Your goal: Produce as output only the lines below starting at the line with "Target: curtain rod" and continuing through the line with "Target: white wall", each one exactly as written.

********************

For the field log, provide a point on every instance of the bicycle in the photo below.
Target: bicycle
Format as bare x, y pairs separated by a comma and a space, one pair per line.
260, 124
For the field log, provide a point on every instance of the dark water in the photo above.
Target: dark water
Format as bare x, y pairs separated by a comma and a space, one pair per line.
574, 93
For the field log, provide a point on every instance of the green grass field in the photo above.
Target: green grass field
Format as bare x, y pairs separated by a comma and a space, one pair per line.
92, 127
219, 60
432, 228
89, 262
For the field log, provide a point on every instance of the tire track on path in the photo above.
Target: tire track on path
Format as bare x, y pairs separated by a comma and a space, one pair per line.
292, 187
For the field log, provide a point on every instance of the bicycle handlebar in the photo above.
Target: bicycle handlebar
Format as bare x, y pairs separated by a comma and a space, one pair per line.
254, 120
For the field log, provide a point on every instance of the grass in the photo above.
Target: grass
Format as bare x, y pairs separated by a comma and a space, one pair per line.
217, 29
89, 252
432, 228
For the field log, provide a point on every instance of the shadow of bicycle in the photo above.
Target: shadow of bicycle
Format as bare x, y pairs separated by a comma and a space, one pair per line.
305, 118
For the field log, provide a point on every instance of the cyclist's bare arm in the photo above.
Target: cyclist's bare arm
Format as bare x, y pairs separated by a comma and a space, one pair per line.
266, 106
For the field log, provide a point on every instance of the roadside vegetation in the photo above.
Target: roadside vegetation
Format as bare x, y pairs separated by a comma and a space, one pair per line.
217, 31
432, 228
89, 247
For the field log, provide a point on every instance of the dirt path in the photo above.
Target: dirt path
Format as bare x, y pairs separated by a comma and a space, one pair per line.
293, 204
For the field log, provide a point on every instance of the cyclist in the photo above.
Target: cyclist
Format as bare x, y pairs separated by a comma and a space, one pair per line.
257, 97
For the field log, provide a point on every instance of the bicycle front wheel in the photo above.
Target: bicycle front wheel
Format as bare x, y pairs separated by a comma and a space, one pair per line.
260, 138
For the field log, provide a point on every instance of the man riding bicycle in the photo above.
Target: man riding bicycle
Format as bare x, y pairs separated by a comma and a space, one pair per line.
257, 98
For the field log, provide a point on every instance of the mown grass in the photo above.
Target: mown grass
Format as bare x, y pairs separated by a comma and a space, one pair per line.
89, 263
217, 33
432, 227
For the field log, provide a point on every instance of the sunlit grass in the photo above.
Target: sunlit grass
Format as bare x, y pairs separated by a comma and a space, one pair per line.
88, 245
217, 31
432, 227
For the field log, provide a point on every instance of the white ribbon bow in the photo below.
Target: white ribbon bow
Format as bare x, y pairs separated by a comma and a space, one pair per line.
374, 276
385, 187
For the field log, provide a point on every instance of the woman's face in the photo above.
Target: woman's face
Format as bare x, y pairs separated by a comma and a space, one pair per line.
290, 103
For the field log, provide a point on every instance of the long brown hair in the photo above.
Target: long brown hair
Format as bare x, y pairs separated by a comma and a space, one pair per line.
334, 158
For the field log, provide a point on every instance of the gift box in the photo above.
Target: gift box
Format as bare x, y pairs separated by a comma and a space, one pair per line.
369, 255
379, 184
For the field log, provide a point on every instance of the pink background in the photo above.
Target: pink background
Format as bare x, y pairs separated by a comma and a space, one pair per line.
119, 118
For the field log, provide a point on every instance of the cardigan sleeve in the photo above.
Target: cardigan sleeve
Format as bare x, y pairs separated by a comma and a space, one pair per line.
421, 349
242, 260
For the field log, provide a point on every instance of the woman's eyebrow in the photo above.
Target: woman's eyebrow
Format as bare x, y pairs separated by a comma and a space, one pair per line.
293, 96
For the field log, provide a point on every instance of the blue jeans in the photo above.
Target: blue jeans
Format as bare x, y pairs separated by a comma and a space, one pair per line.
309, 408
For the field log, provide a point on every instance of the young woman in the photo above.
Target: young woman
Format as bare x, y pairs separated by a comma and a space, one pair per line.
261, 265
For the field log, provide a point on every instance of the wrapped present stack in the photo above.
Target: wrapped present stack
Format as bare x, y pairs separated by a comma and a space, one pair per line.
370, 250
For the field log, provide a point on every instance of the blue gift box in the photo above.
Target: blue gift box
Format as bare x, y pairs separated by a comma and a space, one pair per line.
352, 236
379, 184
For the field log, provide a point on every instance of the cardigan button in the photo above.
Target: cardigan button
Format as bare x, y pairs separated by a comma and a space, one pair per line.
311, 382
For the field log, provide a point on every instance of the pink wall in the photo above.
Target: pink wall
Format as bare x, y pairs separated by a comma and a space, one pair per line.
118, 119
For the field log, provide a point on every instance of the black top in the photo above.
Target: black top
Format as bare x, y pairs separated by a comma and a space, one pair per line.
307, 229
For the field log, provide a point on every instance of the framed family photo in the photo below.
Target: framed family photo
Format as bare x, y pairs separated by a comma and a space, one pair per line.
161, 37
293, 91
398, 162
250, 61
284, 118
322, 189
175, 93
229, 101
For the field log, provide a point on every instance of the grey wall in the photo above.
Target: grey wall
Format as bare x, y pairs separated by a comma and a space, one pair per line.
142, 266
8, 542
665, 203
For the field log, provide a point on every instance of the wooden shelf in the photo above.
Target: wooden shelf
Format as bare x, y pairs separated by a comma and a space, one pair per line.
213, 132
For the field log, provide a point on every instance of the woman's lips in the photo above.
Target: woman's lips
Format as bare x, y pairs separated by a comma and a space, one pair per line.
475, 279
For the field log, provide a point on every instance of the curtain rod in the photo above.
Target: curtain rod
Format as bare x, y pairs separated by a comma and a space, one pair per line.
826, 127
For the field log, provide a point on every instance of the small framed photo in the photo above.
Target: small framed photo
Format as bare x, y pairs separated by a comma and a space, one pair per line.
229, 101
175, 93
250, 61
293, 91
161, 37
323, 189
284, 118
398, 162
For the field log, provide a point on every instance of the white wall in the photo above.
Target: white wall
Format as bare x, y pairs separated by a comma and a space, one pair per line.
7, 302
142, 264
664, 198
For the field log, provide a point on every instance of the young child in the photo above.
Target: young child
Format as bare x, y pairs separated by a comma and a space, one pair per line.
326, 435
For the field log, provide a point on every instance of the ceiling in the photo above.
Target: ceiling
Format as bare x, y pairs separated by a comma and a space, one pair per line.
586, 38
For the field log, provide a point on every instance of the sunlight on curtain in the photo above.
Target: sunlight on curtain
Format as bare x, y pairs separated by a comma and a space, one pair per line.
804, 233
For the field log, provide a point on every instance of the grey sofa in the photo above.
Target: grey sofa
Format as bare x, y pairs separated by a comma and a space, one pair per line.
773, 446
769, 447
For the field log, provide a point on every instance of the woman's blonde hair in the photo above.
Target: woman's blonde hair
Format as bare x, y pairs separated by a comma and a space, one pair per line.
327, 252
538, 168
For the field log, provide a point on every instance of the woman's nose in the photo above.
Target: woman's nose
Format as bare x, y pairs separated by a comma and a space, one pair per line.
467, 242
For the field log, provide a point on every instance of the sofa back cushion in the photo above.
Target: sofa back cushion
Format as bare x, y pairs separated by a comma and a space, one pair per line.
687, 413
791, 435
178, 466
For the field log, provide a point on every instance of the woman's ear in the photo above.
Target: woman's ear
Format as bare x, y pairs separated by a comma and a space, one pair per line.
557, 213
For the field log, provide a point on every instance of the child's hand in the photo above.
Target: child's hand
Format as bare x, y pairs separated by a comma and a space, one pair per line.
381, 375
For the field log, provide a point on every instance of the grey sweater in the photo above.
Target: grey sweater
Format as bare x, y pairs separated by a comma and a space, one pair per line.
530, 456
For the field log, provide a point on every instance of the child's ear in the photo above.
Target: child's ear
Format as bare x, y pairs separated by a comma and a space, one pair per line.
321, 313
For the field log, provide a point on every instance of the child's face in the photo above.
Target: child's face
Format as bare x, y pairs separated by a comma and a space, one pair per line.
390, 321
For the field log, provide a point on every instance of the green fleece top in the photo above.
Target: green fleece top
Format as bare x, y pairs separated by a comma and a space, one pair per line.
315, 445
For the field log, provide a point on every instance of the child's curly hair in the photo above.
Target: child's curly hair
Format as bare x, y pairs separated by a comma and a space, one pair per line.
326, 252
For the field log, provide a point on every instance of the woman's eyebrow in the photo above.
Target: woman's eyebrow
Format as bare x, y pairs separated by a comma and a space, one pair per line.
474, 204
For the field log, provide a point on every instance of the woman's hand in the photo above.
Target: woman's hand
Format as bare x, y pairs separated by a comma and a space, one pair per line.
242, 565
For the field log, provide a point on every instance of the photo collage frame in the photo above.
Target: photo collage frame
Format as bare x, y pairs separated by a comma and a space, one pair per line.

********************

Result for this exercise:
Target: curtain rod
Format as bare x, y pairs separated by a comma and a space, one pair per line.
826, 127
For the field log, provide a point on every instance of the small framed photo in the photo above.
Target: small framed photo
Format as bare x, y pairs separated by a comma and a space, one pair per line.
229, 101
175, 93
250, 61
293, 91
161, 37
323, 189
284, 118
398, 162
For the field log, provide a point on every instance of the white wall in the photo above.
Target: white wall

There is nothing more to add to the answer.